■ **Given instruction**
Rescale the records from the line containing "Using the image provided, box the narrow grass-like" through the line containing "xmin=235 ymin=0 xmax=252 ymax=109", and reproduce only those lines, requests included. Multiply every box coordinate in the answers by 2.1 and round to whole numbers, with halves rounding up, while leaving the numbers in the requests unchanged.

(Entries on locating named things)

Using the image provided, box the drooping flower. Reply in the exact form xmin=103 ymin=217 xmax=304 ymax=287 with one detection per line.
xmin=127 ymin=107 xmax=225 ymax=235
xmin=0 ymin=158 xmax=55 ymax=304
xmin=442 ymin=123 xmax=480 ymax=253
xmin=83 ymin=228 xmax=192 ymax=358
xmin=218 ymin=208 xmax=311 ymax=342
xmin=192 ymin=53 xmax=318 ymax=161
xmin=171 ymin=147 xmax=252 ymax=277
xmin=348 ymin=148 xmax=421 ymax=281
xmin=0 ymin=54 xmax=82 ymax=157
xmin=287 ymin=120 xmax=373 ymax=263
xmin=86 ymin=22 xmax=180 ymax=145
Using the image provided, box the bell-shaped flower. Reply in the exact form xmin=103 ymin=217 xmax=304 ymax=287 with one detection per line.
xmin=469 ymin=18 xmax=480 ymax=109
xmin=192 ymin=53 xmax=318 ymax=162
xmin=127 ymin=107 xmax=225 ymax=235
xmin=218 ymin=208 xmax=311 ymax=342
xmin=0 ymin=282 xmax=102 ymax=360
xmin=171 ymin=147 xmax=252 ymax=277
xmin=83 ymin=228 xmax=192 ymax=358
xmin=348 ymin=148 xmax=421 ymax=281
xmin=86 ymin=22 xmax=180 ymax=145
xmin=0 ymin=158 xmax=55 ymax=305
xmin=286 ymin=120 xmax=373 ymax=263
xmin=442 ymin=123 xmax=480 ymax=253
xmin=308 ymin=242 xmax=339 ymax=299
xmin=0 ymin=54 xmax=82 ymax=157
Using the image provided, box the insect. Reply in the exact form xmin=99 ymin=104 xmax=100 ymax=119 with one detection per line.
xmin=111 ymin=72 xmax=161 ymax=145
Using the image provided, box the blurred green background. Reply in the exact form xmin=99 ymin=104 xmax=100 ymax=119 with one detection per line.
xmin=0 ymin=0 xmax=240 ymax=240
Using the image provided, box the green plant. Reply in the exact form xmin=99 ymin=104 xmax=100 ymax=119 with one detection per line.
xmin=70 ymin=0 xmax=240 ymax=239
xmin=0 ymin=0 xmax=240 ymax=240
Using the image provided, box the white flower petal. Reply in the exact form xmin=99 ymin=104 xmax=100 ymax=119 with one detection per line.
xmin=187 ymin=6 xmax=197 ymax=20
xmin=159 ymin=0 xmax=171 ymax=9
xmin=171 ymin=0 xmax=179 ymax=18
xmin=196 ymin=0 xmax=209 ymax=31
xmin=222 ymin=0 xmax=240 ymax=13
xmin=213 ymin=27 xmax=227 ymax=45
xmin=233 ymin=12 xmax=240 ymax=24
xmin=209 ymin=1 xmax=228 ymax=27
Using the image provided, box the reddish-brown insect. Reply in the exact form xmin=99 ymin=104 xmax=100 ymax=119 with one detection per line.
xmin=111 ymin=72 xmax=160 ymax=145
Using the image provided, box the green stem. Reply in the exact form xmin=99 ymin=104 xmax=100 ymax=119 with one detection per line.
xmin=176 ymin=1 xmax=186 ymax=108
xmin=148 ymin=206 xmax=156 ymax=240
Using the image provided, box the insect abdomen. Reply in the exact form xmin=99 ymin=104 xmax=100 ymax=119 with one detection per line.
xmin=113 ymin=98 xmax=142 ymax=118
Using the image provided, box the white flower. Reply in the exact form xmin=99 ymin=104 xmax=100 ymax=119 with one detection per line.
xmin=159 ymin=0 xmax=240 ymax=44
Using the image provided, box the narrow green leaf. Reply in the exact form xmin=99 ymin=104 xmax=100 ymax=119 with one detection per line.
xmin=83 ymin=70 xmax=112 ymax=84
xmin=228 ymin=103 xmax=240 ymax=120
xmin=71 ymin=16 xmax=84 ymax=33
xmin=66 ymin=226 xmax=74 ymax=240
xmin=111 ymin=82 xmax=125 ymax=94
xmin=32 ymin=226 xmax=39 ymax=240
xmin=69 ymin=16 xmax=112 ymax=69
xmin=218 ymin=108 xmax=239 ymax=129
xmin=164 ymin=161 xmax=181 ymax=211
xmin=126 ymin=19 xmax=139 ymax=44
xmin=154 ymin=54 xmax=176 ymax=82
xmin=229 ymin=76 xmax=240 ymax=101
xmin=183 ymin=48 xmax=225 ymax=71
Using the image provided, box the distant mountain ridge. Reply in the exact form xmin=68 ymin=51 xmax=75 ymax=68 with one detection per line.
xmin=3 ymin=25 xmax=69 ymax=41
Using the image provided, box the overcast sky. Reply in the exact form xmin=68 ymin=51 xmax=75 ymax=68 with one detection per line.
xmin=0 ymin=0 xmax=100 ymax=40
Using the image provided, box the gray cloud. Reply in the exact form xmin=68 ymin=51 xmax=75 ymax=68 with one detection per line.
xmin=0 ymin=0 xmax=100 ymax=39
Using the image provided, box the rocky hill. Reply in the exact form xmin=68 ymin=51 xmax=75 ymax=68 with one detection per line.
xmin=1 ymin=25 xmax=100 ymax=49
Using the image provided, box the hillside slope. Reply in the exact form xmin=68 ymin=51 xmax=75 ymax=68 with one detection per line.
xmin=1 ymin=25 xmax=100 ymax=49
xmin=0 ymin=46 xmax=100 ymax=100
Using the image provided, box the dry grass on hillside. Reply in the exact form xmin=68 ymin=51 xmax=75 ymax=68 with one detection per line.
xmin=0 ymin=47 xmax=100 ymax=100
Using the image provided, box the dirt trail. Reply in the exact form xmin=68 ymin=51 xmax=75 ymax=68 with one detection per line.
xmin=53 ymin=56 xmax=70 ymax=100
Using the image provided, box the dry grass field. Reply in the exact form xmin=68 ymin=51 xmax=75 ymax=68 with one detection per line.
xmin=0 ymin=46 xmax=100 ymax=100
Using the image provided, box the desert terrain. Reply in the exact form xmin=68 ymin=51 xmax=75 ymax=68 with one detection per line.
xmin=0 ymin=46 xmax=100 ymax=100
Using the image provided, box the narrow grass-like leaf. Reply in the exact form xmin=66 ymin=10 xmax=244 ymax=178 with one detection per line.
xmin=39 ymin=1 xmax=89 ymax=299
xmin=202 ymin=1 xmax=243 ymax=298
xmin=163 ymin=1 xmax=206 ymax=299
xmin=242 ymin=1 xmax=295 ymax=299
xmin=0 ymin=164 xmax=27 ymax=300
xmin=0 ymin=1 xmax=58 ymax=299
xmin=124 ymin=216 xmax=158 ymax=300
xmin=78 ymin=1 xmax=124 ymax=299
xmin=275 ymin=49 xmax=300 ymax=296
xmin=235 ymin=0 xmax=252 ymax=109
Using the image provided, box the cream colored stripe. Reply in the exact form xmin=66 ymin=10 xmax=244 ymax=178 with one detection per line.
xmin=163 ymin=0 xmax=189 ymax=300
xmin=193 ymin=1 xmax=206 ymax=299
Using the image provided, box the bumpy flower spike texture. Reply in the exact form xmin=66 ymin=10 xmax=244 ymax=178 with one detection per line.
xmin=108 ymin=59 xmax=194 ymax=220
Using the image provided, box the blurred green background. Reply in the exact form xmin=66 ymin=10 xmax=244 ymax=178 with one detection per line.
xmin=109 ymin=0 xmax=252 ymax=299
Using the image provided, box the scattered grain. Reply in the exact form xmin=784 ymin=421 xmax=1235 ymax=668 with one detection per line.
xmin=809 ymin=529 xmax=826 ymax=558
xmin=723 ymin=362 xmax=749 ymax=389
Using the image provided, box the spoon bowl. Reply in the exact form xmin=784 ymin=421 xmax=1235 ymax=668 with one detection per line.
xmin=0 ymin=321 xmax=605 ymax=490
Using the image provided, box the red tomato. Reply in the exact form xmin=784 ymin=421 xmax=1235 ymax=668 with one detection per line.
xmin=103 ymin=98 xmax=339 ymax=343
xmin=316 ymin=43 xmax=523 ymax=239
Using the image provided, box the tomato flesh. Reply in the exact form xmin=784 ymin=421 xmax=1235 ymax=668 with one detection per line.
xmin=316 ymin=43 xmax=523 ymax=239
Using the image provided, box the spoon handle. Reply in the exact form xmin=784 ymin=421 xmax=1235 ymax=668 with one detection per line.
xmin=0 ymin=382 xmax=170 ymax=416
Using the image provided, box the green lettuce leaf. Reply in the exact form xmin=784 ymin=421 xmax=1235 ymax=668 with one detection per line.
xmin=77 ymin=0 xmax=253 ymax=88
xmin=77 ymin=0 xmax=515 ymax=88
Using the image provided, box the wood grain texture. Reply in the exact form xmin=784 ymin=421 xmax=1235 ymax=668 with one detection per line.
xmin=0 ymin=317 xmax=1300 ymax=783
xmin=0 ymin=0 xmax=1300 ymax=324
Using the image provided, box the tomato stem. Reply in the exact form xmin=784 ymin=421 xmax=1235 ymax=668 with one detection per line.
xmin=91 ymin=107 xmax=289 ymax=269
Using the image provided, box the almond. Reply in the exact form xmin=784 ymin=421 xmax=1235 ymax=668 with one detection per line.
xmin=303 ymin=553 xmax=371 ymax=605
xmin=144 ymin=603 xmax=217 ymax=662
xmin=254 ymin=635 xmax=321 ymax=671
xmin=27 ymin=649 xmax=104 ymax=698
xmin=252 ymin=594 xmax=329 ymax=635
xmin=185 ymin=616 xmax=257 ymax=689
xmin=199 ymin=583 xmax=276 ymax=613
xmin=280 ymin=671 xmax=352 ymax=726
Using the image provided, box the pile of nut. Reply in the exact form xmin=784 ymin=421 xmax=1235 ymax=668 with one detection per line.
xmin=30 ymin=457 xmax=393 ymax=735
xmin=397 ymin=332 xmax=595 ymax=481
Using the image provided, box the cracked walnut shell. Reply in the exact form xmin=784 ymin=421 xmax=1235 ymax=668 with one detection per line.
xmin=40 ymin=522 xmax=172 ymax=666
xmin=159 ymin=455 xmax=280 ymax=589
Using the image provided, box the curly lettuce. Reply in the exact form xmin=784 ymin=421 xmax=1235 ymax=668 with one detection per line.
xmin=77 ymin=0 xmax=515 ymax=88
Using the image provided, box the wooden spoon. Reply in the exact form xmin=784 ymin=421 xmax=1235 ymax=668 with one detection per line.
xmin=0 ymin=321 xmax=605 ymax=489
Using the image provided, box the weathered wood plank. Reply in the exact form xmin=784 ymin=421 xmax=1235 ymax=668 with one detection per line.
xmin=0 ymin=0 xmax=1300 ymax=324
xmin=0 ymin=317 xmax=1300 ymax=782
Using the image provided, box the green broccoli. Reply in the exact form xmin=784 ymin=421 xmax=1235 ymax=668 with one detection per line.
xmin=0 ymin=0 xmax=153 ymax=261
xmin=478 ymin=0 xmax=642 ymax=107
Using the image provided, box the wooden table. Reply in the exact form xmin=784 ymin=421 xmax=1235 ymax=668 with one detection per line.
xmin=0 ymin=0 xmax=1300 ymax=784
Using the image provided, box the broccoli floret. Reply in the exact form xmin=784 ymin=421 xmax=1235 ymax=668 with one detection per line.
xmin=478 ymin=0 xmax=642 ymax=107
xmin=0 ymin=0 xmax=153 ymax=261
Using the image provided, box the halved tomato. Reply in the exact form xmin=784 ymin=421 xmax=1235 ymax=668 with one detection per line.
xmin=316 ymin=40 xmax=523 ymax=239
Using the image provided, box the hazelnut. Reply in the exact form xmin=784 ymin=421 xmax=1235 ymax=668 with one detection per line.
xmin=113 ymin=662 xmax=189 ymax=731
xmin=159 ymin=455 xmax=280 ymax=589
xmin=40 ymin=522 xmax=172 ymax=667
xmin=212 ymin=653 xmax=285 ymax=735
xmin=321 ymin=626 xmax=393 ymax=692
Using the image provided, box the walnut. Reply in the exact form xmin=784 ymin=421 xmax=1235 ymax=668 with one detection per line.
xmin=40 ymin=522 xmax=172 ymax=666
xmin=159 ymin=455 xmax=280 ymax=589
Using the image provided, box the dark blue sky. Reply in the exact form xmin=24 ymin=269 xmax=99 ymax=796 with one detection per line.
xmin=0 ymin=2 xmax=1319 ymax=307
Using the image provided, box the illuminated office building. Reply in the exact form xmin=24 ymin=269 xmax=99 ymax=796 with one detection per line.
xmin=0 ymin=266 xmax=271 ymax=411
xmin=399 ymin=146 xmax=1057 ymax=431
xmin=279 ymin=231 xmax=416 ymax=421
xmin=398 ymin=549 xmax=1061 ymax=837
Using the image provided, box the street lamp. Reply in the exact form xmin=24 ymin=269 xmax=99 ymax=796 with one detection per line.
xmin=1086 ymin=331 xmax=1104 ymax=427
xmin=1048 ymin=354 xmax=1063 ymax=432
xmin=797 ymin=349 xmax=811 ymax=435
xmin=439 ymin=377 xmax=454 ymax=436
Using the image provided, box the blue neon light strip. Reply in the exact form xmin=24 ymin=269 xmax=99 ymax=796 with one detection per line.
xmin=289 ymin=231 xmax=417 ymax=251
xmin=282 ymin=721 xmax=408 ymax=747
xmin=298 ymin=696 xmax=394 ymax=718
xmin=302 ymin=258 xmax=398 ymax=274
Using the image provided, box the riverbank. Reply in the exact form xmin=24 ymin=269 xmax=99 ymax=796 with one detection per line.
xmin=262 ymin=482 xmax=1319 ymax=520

■ **Problem solution**
Using the image provided, box the narrow grass-like leaf. Reply in the exact form xmin=66 ymin=10 xmax=244 ymax=178 with one detection per line.
xmin=82 ymin=2 xmax=187 ymax=628
xmin=424 ymin=2 xmax=510 ymax=626
xmin=342 ymin=2 xmax=433 ymax=628
xmin=508 ymin=2 xmax=620 ymax=628
xmin=0 ymin=344 xmax=57 ymax=630
xmin=0 ymin=2 xmax=122 ymax=628
xmin=260 ymin=454 xmax=332 ymax=630
xmin=164 ymin=2 xmax=260 ymax=628
xmin=578 ymin=103 xmax=630 ymax=622
xmin=494 ymin=0 xmax=529 ymax=229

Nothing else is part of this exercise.